◆ **What the exercise asks**
Everything from the line with "Query: white road marking" to the end of the data is to be retyped exactly, and nothing else.

◆ **Entries shown**
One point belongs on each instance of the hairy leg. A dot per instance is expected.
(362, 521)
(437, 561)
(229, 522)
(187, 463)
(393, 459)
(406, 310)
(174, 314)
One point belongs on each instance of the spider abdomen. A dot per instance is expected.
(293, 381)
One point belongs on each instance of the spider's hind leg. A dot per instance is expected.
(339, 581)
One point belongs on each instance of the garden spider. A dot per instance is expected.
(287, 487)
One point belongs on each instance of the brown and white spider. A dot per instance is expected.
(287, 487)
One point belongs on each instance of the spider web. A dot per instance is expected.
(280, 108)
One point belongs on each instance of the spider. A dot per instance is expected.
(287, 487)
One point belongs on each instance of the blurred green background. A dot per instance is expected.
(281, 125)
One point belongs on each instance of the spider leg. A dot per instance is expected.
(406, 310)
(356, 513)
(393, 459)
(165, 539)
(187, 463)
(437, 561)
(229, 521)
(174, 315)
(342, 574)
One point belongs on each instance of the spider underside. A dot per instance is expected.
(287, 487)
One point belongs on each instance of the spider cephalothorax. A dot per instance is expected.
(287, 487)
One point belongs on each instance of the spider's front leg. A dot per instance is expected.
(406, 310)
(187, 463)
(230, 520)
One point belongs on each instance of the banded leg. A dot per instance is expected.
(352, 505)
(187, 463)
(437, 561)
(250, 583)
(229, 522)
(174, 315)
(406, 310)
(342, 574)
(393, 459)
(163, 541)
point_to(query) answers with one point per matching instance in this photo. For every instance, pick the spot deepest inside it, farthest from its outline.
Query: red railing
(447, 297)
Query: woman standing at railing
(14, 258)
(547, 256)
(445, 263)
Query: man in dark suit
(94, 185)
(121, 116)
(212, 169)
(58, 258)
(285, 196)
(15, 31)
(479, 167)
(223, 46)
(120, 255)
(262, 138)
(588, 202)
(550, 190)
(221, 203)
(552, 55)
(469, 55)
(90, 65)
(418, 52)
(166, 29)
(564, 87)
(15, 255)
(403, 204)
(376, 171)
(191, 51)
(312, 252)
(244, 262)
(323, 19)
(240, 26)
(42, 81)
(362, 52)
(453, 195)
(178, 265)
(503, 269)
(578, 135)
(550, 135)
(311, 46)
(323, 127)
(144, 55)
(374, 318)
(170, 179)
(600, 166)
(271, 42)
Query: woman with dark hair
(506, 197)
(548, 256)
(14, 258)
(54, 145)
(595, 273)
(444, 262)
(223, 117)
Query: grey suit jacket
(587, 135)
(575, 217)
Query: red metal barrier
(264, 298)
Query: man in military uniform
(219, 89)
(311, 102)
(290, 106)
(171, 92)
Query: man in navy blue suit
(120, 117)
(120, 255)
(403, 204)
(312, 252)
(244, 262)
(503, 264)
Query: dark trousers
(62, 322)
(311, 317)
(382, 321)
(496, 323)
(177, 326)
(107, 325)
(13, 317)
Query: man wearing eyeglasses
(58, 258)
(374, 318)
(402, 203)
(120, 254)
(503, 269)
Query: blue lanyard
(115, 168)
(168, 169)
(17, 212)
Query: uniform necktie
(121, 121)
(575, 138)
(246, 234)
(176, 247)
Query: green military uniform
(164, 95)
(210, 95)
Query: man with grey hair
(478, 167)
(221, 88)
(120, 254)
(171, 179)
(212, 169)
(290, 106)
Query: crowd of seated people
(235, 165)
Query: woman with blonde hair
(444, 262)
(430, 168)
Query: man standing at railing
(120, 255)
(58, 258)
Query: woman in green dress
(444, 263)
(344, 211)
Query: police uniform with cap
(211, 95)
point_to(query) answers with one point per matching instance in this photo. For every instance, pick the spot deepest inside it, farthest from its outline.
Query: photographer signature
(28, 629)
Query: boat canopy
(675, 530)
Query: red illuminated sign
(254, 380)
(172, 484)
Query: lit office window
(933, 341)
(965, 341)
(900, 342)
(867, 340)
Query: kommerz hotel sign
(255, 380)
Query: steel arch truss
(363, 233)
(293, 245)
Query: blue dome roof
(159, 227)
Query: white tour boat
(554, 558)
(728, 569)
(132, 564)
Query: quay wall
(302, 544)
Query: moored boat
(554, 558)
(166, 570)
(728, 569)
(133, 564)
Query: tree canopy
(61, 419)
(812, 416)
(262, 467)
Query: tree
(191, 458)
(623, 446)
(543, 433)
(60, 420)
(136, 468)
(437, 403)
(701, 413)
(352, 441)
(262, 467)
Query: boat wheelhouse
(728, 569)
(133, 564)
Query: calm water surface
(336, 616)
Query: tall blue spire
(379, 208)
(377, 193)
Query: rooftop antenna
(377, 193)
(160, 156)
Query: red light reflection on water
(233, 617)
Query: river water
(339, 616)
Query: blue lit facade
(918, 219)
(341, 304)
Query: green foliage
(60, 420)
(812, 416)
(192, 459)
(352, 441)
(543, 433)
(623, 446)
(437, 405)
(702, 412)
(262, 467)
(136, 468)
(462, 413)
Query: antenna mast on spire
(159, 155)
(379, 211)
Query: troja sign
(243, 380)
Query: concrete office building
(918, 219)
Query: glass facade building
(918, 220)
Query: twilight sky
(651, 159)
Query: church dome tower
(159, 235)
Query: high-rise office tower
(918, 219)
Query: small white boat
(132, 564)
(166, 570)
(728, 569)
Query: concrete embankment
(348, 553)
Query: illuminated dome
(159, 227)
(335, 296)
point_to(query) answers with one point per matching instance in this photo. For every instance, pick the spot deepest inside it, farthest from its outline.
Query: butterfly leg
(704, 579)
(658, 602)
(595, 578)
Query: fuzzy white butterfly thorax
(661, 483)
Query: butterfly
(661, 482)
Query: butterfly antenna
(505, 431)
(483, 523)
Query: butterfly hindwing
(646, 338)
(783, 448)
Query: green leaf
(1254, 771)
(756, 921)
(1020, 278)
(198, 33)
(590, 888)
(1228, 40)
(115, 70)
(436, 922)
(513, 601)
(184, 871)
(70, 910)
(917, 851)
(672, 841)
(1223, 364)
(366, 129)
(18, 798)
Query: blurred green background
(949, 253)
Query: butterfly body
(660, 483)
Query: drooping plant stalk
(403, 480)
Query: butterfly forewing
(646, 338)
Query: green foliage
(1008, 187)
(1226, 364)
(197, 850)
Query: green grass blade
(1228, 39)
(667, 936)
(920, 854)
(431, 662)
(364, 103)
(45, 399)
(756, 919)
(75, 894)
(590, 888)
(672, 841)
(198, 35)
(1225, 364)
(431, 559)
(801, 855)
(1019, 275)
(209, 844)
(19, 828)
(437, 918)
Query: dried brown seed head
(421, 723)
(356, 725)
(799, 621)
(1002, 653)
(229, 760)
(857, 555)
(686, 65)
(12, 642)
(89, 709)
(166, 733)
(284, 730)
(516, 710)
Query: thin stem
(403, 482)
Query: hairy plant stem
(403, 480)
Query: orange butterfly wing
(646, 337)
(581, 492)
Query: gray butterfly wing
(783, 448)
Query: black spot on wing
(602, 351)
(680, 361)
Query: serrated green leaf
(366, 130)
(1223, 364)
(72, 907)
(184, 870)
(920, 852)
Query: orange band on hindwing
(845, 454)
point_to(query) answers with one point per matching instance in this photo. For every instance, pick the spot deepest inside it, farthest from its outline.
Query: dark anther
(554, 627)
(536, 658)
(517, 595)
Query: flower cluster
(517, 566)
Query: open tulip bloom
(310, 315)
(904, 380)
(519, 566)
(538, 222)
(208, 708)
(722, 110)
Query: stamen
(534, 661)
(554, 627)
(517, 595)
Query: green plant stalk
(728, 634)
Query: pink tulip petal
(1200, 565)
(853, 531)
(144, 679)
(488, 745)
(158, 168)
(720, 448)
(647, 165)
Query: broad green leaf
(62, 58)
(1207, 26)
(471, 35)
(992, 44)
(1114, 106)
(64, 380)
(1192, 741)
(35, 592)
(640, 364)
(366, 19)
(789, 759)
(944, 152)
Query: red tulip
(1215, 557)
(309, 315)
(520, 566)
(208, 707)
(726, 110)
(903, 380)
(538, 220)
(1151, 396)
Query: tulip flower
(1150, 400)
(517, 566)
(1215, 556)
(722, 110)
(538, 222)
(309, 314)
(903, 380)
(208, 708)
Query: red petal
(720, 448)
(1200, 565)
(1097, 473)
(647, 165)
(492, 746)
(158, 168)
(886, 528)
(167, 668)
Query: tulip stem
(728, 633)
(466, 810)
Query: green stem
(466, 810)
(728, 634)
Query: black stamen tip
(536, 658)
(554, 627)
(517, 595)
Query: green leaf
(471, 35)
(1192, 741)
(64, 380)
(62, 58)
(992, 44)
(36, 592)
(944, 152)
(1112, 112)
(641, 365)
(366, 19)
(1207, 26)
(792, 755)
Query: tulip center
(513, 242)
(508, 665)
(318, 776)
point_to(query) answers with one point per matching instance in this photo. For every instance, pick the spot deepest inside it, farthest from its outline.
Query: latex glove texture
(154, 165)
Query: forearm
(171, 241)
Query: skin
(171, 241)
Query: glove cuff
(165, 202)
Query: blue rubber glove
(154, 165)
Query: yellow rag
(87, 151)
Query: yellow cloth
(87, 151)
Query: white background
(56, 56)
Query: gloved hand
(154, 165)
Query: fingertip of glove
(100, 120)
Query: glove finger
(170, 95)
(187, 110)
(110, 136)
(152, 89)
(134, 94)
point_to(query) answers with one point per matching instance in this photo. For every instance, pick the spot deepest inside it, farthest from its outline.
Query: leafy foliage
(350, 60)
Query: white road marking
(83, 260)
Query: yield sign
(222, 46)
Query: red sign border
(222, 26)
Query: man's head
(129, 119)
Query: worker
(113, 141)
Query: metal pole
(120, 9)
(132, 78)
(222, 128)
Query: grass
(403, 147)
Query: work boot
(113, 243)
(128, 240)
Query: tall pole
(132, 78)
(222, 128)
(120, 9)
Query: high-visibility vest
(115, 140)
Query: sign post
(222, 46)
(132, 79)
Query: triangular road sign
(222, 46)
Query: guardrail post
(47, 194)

◆ **Your response**
Query: white road marking
(83, 260)
Query: yield sign
(222, 46)
Query: red sign border
(222, 26)
Query: man's head
(129, 119)
Query: worker
(113, 141)
Query: metal pole
(120, 9)
(132, 78)
(222, 128)
Query: grass
(403, 147)
Query: work boot
(113, 243)
(128, 240)
Query: tall pole
(132, 78)
(222, 128)
(120, 9)
Query: high-visibility vest
(115, 140)
Query: sign post
(222, 46)
(132, 79)
Query: triangular road sign
(222, 46)
Query: guardrail post
(47, 194)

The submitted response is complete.